§ EXERCISE PROMPT
Every line containing "tree" should be copied out. Go through the entries and find them.

------------------------------------------------------------------------

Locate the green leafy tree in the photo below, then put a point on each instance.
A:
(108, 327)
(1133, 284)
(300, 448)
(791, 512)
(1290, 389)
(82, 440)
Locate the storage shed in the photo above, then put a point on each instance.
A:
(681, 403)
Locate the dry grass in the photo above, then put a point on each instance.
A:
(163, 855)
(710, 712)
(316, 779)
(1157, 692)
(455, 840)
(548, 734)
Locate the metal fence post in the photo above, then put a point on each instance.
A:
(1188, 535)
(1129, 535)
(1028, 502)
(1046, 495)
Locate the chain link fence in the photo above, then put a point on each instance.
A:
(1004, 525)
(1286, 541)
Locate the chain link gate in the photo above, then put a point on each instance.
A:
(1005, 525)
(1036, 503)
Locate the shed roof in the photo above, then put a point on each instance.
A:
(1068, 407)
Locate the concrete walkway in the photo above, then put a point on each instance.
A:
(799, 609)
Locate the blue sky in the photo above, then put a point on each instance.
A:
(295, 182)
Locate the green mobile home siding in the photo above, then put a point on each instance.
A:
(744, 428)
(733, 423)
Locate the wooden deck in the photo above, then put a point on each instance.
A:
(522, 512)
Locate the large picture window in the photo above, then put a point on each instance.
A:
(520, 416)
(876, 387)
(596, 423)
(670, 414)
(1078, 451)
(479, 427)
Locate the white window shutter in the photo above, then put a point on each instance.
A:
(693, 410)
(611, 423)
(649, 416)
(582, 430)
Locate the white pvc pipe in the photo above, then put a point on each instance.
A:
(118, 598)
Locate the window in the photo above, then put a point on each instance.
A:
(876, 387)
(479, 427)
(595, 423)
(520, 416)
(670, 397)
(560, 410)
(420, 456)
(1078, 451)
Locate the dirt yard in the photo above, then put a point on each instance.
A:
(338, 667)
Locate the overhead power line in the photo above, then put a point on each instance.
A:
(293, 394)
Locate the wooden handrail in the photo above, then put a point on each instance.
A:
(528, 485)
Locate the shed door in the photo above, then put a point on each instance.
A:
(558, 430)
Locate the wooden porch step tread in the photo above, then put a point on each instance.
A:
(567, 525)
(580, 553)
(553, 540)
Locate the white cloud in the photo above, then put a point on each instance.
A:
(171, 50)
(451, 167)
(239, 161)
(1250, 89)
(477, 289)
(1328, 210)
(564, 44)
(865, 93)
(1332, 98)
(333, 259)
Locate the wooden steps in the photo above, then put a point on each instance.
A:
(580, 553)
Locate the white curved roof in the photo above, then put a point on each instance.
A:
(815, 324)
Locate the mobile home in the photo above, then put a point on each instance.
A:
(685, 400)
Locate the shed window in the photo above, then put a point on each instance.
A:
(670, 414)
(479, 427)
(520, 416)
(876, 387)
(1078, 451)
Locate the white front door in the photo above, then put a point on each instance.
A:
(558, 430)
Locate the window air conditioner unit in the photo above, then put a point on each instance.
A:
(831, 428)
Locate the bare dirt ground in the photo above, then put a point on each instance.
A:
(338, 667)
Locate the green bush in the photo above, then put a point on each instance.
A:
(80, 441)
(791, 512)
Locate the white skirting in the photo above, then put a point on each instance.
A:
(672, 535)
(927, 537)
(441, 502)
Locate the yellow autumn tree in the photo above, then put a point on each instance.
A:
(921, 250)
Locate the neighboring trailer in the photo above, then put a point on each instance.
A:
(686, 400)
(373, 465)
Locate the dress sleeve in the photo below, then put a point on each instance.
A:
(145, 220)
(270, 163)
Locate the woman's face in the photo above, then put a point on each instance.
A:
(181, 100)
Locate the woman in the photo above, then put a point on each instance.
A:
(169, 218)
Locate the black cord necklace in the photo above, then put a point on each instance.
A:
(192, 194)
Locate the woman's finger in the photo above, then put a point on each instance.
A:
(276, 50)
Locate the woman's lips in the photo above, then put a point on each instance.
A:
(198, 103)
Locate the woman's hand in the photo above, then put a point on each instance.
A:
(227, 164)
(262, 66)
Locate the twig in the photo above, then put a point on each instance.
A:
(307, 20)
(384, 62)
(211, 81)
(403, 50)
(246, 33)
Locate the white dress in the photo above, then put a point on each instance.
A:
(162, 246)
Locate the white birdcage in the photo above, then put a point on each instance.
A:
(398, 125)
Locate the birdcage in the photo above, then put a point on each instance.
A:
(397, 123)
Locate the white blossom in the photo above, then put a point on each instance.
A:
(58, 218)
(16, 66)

------------------------------------------------------------------------

§ THE ANSWER
Locate the green leafy tree in the photo below, then put a point on each instance.
Locate the yellow autumn tree in the photo above, then put a point on each instance.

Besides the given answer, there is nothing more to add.